--- TASK REQUIREMENTS ---
Which tents does the Oktoberfest guide below mention by name?
>> start EXTRACT TO READ
Munich's Oktoberfest is turning 200. Adrian Bridge offers a visitor's guide to raising a glass.
AS FAR as wedding parties go, the one between Crown Prince Ludwig of Bavaria and Princess Therese of Saxe-Hildburghausen in October 1810 takes some beating.
For five full days, the burghers of Munich were invited to eat, drink and be merry and enjoy parades and music, shooting displays and a horse race around a meadow on the edge of town, in which a tent was erected to house the happy couple and royal entourage.
Such a good time was had by all that it was decided to stage the race (and the accompanying indulgence) the following year. Thus was the Munich Oktoberfest born – an event to which about 6 million people now flock each year to consume stonking great litres of some of the finest beers in the world (only Munich brews are served) and to party in that uniquely Bavarian way (think lederhosen and dirndls; oom-pah-pah and pretzels).
The 200th anniversary of that first celebration is being marked by the city of Munich with suitable fanfare. It has also been decreed that an extra day should be added to this year's festival. Even by Oktoberfest standards, it promises to be quite a party. Here are a few pointers for those wanting to join in.
Just when does the Oktoberfest take place?
Although the festival concludes in October, most of it takes place in September. This year's dates are September 18 to October 4.
Where is it held?
The main Oktoberfest is held on the original meadow, named, in honour of Ludwig's bride, the Theresienwiese (shortened to the Wiesn), a short tram ride from the centre of Munich.
The grand parade
The opening day of the festival is marked by a parade of carriages, floats and people dressed in costumes winding its way through the streets of Munich.
Is it really held in tents?
The structure erected to keep Ludwig and Therese out of the sun – or rain – in 1810 may well have been a tent but the vast ones used today are much more solid affairs with colourful facades, long wooden tables and benches – frequently on more than one level. Some can hold up to 10,000 visitors.
Best time to go?
General hours are 10am to 11.30pm (from 9am on Saturdays and Sundays). It is packed at weekends; many locals prefer to pop in during the week.
Do I have to dress up?
Lederhosen for men and dirndls (traditional Bavarian dress with full skirt, apron and tight bodice) for women are compulsory. Not really – but it's nice to see Bavarians make the effort. If you want to join in, several shops in town specialise in such gear. For a more upmarket designer dirndl look, the Charles Hotel, 28 Sophienstrasse, Munich, is offering Oktoberfest packages including suitably extravagant costumes for the ladies and/or the possibility of a table in the prestigious Schottenhamel tent (+49 89 544 5550, roccofortecollection.com).
Isn't it full of drunken Australians and Brits?
No. While there is undoubtedly an antipodean contingent and plenty of Brits, most tend to be found at the Hofbrau tent. The majority of visitors are from Bavaria or other parts of Germany. For a more rounded feel of the event, try the other tents (there are 14 in total): the Schottenhamel (popular with student societies), the Hackerbrau (decked out in Bavarian blue and white) and the Winzerer Fahndl (complete with beer garden).
>> end EXTRACT TO READ
>> start INFORMATION SUPPLIED
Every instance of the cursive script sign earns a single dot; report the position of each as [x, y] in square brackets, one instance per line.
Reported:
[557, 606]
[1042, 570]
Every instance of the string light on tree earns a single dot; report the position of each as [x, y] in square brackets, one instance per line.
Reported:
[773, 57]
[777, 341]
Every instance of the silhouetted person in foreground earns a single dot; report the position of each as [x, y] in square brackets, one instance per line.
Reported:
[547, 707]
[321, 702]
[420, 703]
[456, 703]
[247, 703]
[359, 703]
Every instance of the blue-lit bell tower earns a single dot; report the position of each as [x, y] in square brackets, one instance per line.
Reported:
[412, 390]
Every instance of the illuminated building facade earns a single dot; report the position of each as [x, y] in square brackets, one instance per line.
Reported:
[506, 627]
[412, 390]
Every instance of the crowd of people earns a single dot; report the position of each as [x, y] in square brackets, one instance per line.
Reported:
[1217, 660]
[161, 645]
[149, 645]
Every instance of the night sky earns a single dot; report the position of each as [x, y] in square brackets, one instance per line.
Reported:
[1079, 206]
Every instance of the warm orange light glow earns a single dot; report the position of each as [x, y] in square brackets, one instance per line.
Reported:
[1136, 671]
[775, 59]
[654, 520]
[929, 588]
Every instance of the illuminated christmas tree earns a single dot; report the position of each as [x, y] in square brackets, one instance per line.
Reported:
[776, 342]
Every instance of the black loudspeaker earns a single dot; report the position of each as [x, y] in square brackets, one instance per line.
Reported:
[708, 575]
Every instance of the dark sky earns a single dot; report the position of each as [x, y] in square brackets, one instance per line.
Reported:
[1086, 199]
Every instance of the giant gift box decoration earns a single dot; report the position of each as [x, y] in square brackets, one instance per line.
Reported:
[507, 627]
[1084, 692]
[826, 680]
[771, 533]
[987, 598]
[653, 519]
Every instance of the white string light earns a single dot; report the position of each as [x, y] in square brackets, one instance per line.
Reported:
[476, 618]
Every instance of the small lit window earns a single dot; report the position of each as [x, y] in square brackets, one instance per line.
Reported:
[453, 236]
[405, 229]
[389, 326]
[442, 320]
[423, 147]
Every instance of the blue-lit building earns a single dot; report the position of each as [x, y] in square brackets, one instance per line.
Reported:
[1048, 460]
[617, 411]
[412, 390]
>> end INFORMATION SUPPLIED
--- OUTPUT OF THE TASK ---
- Schottenhamel
- Hofbrau
- Hackerbrau
- Winzerer Fahndl